Passage for review:
********************

June 12, 2023 By Catherine Reiland

(Editor’s note: Assistant Vice Provost Catherine Reiland is director of the Wisconsin Idea Seminar.)

The Wisconsin Idea Seminar’s Forest + River experience started under a canopy of centuries-old bur oaks alongside mounds in Willow Creek Woods near the shore of Lake Mendota.

The 2023 Wisconsin Idea Seminar route covered over 500 miles with 23 stops. Map by Katherine Koehler, Cartography Library, UW–Madison

Forests like this one, an oak savanna managed by people and fire for millennia, was a fitting way to begin a 500-mile journey in which 39 faculty and staff contemplated cooperation, belonging, water, and place. Trees — and their forest communities — exemplify cooperation rooted in place.

The Wisconsin Idea Seminar is an annual five-day journey through Wisconsin that offers faculty and staff the opportunity to learn firsthand about the social and cultural contexts that shape the lives of many of our Wisconsin students, and to see what the Wisconsin Idea looks like when it is rooted in local communities and shaped by local priorities.

Faculty and staff became students of Wisconsin life and learned from folks who are deeply committed to the place where they live and who are fundamentally motivated by relationship-building, reciprocity and responsibility to people, land, and water.

We traced the contours of the land to Portage, a cultural and commercial hub for thousands of years, where the Wisconsin River angles toward the Mississippi and the Fox pivots northward to Lake Michigan.

A person talks to a class of people.

Artist Mars Patterson leads the Wisconsin Idea Seminar through a participatory art and reflection activity at Milwaukee’s Kosciuszko Community Center. Patterson left the group with this thought: “Be a good ancestor today”
(Photo by Catherine Reiland/UW-Madison) Photo by Catherine Reiland/UW-Madison

We learned how Ho-Chunk people care for the land and how they preserve stories of place through food and language.

We saw innovation first-hand at Green Bay Packaging, a papermill that has set new standards for net-zero water.

********************

Lines from a collection:

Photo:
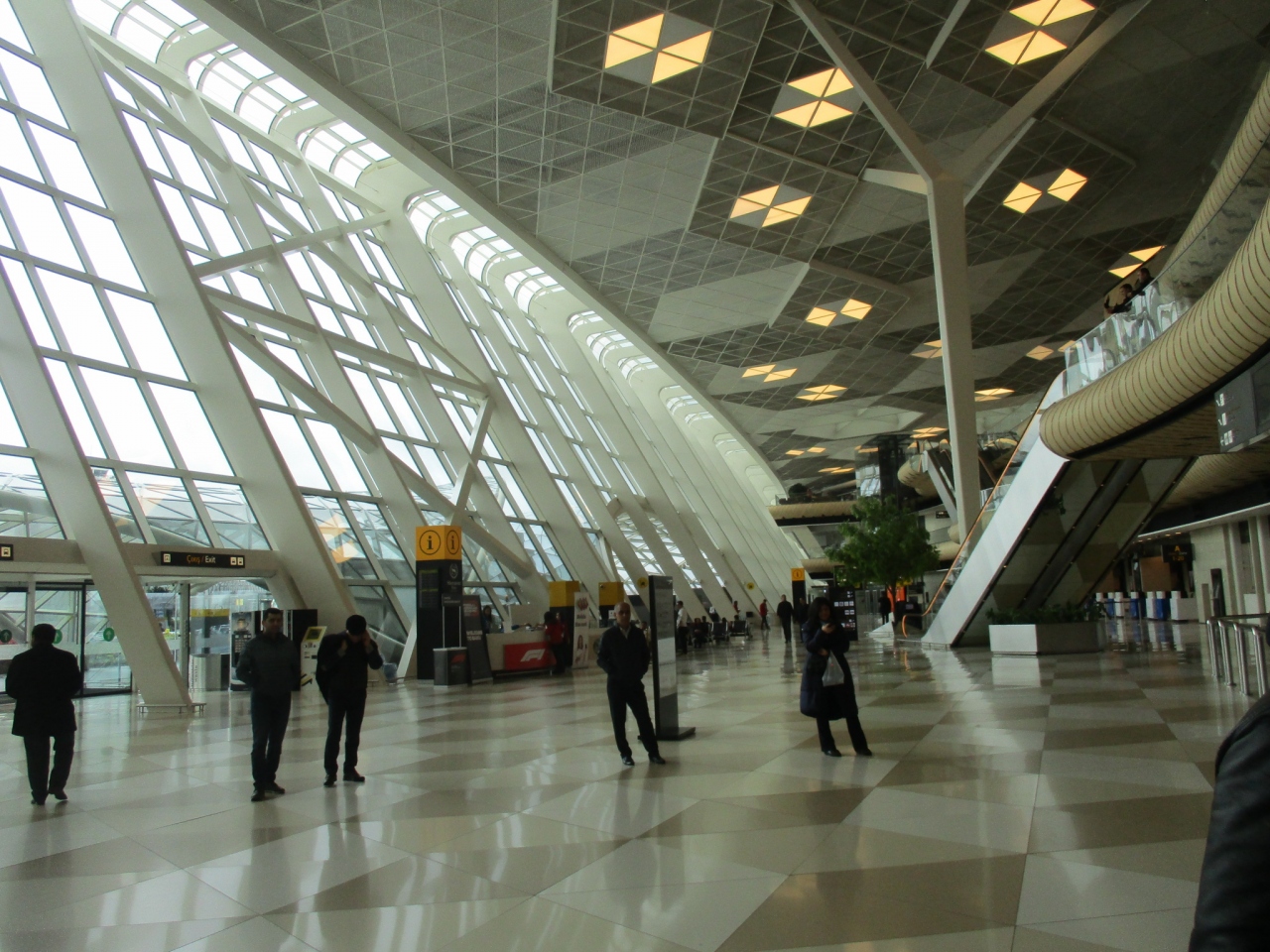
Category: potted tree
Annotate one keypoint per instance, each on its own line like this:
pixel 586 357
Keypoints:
pixel 1052 630
pixel 884 544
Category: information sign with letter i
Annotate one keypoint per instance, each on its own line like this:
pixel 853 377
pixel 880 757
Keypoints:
pixel 666 676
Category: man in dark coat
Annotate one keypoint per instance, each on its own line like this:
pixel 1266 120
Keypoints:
pixel 1232 912
pixel 785 612
pixel 624 655
pixel 270 665
pixel 42 680
pixel 825 638
pixel 343 664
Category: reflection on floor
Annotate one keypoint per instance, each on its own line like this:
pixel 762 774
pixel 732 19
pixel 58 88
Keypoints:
pixel 1053 806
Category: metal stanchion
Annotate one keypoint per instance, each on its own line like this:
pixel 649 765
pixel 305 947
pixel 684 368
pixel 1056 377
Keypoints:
pixel 1239 630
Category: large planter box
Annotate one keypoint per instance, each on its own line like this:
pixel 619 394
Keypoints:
pixel 1058 639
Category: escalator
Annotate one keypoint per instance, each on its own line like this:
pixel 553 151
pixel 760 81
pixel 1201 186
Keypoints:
pixel 1048 534
pixel 1056 522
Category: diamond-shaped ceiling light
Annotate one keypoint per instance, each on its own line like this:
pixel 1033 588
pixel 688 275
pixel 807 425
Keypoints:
pixel 770 206
pixel 1044 190
pixel 657 49
pixel 1132 262
pixel 1038 30
pixel 991 394
pixel 769 372
pixel 822 391
pixel 930 349
pixel 825 315
pixel 817 99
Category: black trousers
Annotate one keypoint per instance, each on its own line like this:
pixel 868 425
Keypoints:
pixel 853 728
pixel 42 780
pixel 270 716
pixel 343 710
pixel 630 693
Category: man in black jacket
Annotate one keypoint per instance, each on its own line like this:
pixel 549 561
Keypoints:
pixel 624 655
pixel 270 665
pixel 1232 912
pixel 785 612
pixel 343 664
pixel 42 680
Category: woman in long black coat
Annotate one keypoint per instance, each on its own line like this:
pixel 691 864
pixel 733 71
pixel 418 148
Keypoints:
pixel 822 636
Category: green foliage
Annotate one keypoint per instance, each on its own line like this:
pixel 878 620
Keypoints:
pixel 885 544
pixel 1048 615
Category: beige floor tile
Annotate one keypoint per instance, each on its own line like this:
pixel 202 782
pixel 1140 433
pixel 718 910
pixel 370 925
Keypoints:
pixel 1167 930
pixel 395 929
pixel 1179 860
pixel 776 851
pixel 529 870
pixel 695 914
pixel 541 924
pixel 865 848
pixel 1055 889
pixel 643 862
pixel 150 937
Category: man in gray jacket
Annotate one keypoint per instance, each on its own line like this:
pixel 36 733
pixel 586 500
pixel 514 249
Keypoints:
pixel 270 665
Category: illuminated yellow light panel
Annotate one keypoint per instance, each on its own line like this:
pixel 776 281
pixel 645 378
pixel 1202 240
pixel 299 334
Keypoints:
pixel 825 316
pixel 1065 186
pixel 930 349
pixel 643 39
pixel 826 104
pixel 822 391
pixel 992 394
pixel 769 372
pixel 765 199
pixel 1141 257
pixel 1033 45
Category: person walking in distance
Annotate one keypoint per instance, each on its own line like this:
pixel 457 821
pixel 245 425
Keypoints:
pixel 824 639
pixel 344 661
pixel 785 612
pixel 624 656
pixel 270 665
pixel 42 680
pixel 554 631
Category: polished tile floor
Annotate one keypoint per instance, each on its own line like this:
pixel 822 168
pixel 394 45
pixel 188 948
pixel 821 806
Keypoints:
pixel 1038 806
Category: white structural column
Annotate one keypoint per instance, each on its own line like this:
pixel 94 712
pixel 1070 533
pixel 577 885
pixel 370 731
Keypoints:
pixel 59 40
pixel 947 208
pixel 945 190
pixel 72 490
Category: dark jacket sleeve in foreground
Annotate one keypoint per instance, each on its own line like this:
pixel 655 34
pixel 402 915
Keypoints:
pixel 1233 909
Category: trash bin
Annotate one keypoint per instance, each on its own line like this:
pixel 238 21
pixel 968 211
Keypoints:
pixel 451 666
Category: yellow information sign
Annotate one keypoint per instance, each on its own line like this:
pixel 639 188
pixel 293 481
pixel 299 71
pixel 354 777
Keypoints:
pixel 434 542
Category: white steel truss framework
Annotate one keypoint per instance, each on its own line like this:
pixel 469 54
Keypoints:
pixel 262 331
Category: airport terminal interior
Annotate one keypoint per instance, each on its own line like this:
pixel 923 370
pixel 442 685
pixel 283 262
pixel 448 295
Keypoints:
pixel 466 316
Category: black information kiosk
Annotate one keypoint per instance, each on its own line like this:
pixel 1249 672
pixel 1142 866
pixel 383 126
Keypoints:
pixel 666 676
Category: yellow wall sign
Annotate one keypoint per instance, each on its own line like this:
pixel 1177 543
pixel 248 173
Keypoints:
pixel 434 542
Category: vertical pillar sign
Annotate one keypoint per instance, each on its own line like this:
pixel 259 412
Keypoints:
pixel 666 680
pixel 439 567
pixel 798 587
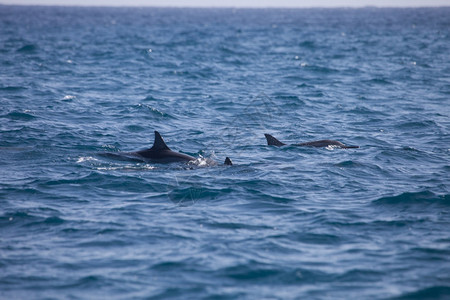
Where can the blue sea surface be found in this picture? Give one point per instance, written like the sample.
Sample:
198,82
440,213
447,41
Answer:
282,222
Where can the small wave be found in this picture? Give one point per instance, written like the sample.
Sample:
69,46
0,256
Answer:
69,98
21,116
28,48
12,88
151,109
424,197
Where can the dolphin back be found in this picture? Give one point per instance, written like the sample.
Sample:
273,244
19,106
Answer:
271,141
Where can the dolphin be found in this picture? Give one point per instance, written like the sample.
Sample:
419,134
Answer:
322,143
161,153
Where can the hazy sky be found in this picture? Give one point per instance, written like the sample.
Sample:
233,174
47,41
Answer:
238,3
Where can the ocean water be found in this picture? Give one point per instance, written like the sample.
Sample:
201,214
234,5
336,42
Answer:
281,223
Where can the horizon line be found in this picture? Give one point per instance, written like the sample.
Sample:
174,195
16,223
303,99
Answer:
224,7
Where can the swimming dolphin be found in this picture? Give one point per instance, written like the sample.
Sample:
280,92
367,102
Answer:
322,143
161,153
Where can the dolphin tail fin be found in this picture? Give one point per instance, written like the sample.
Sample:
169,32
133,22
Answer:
228,161
350,147
159,143
271,141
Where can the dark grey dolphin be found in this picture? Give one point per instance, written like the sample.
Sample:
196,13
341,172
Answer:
161,153
322,143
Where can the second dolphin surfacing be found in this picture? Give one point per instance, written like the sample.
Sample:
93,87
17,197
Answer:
321,143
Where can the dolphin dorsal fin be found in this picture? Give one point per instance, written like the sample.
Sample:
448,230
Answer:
159,143
273,141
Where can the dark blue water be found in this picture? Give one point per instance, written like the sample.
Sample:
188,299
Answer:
281,223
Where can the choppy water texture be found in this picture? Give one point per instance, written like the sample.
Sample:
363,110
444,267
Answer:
281,223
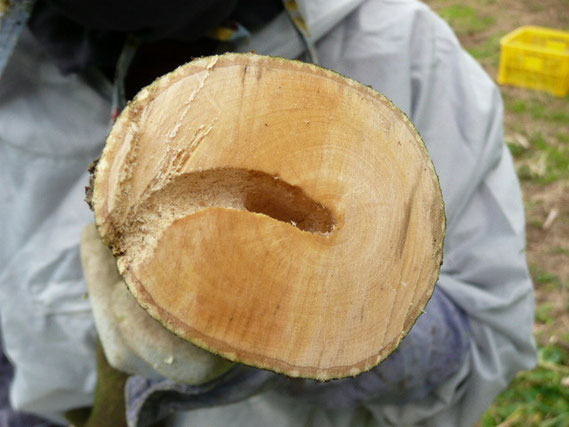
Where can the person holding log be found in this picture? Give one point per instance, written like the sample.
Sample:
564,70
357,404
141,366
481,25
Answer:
278,228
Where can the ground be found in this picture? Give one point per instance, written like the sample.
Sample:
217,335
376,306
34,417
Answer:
537,132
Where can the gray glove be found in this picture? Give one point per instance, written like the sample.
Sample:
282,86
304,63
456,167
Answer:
133,341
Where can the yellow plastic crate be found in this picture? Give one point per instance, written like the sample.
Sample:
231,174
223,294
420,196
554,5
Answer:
536,58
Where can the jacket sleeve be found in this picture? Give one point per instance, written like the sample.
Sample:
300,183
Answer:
52,127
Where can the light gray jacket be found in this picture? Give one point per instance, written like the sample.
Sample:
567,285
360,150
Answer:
52,127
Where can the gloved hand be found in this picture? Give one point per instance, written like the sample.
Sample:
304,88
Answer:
133,341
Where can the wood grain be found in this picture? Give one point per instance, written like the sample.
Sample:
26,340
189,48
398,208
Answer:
273,212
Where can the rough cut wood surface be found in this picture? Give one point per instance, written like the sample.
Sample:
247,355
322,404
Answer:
273,212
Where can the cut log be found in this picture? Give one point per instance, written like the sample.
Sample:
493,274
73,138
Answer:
273,212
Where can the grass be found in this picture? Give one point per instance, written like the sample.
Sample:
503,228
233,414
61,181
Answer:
466,19
535,398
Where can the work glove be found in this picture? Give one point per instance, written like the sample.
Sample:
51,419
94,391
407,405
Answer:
168,373
134,342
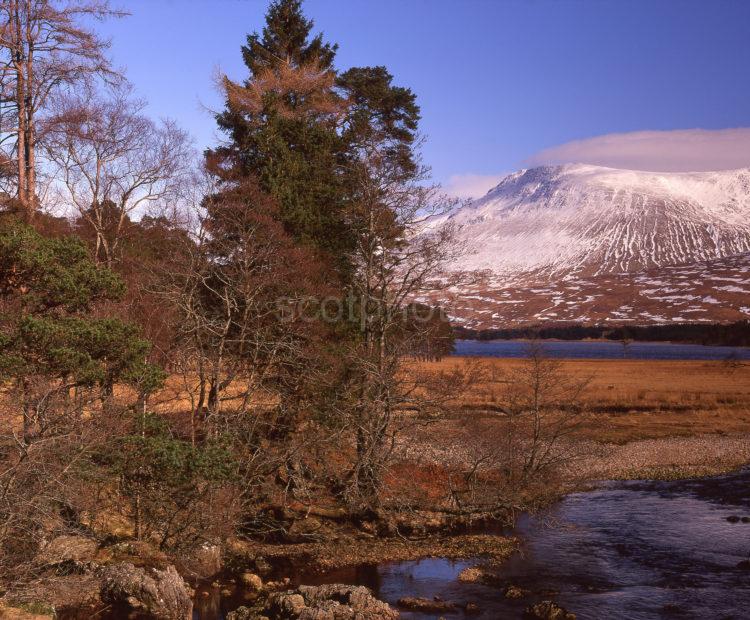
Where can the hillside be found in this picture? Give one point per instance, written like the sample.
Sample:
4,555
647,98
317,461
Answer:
591,244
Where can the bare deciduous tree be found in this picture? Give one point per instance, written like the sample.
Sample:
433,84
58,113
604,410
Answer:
112,161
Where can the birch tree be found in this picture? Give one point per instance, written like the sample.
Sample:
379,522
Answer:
45,48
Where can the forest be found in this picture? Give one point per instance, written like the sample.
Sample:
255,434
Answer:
197,347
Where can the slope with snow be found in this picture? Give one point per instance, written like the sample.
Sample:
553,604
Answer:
588,219
592,244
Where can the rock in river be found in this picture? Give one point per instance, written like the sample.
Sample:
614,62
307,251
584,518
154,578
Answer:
160,593
328,602
547,610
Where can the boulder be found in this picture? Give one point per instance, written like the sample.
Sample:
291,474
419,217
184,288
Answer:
473,574
515,592
472,609
65,549
251,581
202,563
245,613
163,594
547,610
426,606
327,602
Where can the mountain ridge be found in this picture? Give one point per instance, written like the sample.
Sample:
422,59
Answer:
577,242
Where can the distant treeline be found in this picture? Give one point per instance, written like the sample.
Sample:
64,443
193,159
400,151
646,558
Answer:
730,334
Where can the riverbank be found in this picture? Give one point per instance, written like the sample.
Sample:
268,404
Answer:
644,420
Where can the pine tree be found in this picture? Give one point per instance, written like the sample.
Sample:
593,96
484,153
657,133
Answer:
282,128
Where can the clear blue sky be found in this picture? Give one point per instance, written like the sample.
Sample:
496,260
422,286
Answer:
497,80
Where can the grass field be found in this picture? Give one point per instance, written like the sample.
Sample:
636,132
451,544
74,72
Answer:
639,399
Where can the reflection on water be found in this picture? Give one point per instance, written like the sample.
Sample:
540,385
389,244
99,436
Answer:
634,550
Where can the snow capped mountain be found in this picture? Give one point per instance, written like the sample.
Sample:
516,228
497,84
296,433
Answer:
592,244
592,220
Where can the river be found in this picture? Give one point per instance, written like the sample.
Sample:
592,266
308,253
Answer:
600,349
631,550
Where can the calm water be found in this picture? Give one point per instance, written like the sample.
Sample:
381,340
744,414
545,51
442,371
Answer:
598,349
630,550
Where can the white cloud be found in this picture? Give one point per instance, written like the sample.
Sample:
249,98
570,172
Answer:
681,150
471,185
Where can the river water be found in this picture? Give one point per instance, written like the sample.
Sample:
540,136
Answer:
631,550
600,349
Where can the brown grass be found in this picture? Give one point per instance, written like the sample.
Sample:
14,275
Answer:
638,399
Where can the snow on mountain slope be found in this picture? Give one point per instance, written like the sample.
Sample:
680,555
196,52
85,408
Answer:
591,220
591,244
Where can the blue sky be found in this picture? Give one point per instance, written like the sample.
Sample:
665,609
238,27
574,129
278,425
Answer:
499,81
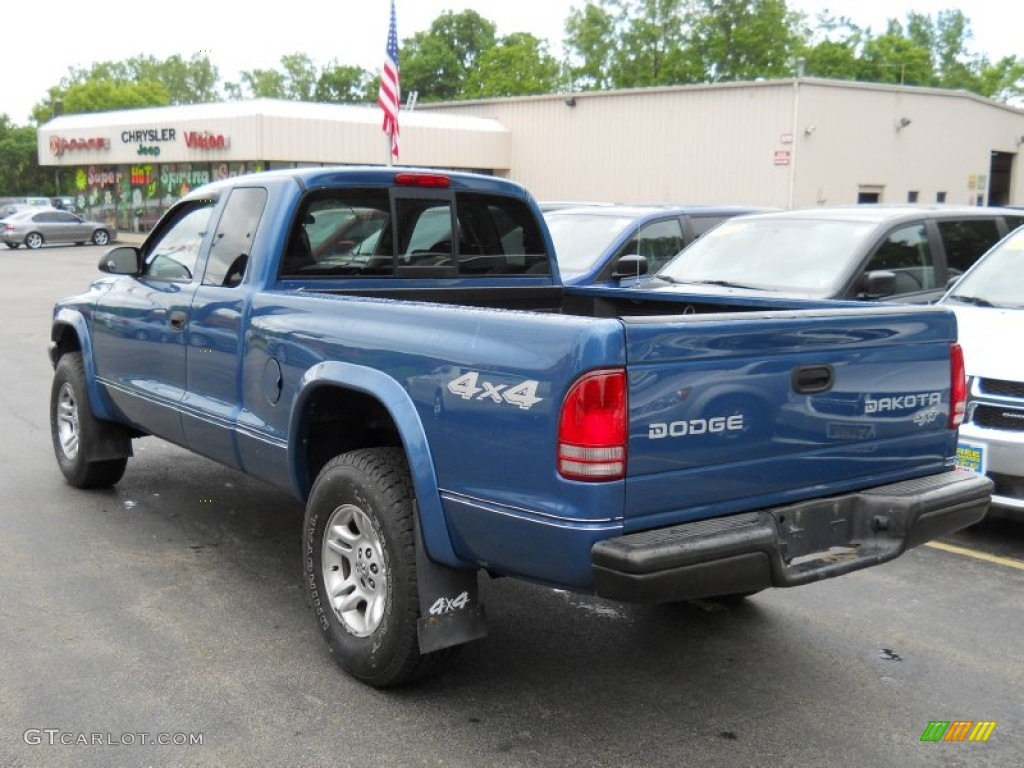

********************

Exercise instructions:
A – According to the seminar text, why was the oak savanna in Willow Creek Woods a fitting place to start the journey?
B – Please rewrite the seminar text from "Artist Mars Patterson" up to and including "for net-zero water.", changing "papermill" to "paper mill".
These lines have no connection to the seminar text.

Expected results:
A – The journey had faculty and staff contemplate cooperation, belonging, water, and place. Trees and their forest communities exemplify cooperation rooted in place, so the oak savanna suited that start.

B –
Artist Mars Patterson leads the Wisconsin Idea Seminar through a participatory art and reflection activity at Milwaukee’s Kosciuszko Community Center. Patterson left the group with this thought: “Be a good ancestor today”
(Photo by Catherine Reiland/UW-Madison) Photo by Catherine Reiland/UW-Madison

We learned how Ho-Chunk people care for the land and how they preserve stories of place through food and language.

We saw innovation first-hand at Green Bay Packaging, a paper mill that has set new standards for net-zero water.